---- The data

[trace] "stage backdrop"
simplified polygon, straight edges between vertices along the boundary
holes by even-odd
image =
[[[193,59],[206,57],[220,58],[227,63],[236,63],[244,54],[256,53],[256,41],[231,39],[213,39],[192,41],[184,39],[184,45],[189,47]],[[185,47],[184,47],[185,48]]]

--------

• [Written exercise]
Put the entries above into a two-column CSV with the header row entry_text,answer. Give one row per entry, put each field in double quotes, and replace line breaks inside a field with spaces.

• [Result]
entry_text,answer
"[trace] ""stage backdrop"" simplified polygon, straight edges between vertices along the boundary holes by even-odd image =","[[[193,59],[206,57],[220,58],[227,63],[236,63],[244,54],[256,53],[256,41],[231,39],[213,39],[192,41],[184,39],[184,45],[189,47]],[[185,47],[184,47],[185,48]]]"